Discord Bot - Data Scraper


Python SQL Discord.py



About the project

In the early days of creating Discord bots, data storage needs were minimal, and text files sufficed for occasional use. As the complexity of my projects grew, so did the necessity for a more robust data storage solution. This prompted me to explore alternatives, leading me to adopt PostgreSQL. I now manage a database that contains over 25 tables and my scripts perform hundreds of queries per day. Some of those tables are used to collect staff message data to better review their performance on a month to month basis, that is the topic of this project.

 

In short, this Discord bot utilizes Discords api to scrape data from staff members and stores it in a PostgreSQL database. The data is then compiled on a month-to-month basis into csv and graphic formats to show monthly performance metrics. This data is then used to help review the staff members and their performance.

 

Recent bot updates:

Since I started the bot I have done a lot to make it more efficient and reliable. I have recently rewrote the entire code for the bot, you can find the improvements from this below. You can also find the code after the snippets below.

  • Modularity
    • Made the code more reusable by making new libraries that all my bots access.
  • Useless Code/Efficiency
    • Removed useless code such as conn.close(), as AsyncConnection will close automatically when exited.
  • Better Queries
    • As some of my old code resorted to sorting data outside of a query, I made my queries more complex to extract what I wanted in one simple line of code.
  • Cleanliness
    • Overall reduced the size of the bots code by over 60%.

•••••

● Exercise set
1 – Answer these from the project description:
(a) Which database did the author adopt?
(b) How many tables does the author's database contain?
(c) By how much did the rewrite reduce the size of the bot's code?
2 – List the headings of the improvements the project description gives for the rewritten bot.
The records play no part in the work on the project description.

•••••

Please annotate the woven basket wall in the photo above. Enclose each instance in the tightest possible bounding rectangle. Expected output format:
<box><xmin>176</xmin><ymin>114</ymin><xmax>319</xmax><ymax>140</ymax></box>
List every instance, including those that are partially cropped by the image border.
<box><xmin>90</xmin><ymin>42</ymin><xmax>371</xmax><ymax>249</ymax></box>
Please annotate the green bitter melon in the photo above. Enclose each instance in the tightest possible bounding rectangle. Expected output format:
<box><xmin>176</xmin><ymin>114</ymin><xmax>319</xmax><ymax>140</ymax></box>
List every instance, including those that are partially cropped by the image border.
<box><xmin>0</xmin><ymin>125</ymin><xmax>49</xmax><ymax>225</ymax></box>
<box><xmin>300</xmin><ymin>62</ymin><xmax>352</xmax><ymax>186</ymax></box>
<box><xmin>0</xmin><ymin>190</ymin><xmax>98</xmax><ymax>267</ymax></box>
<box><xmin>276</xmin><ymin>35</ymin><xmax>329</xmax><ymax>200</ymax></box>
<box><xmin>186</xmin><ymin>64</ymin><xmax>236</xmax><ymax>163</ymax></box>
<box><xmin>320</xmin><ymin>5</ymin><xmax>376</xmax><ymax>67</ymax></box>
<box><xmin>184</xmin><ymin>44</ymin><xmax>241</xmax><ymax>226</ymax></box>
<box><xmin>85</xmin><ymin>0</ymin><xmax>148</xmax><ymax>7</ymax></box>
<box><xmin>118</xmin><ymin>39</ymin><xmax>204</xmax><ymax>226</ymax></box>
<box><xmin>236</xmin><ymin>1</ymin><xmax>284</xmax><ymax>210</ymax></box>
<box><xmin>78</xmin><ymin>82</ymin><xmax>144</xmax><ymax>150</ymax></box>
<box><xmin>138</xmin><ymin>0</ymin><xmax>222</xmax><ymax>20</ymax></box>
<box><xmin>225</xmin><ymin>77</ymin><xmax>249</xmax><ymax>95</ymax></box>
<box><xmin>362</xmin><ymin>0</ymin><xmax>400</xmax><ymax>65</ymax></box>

•••••

● Solutions to the problems
1 –
(a) PostgreSQL
(b) Over 25
(c) By over 60%

2 –
Modularity
Useless Code/Efficiency
Better Queries
Cleanliness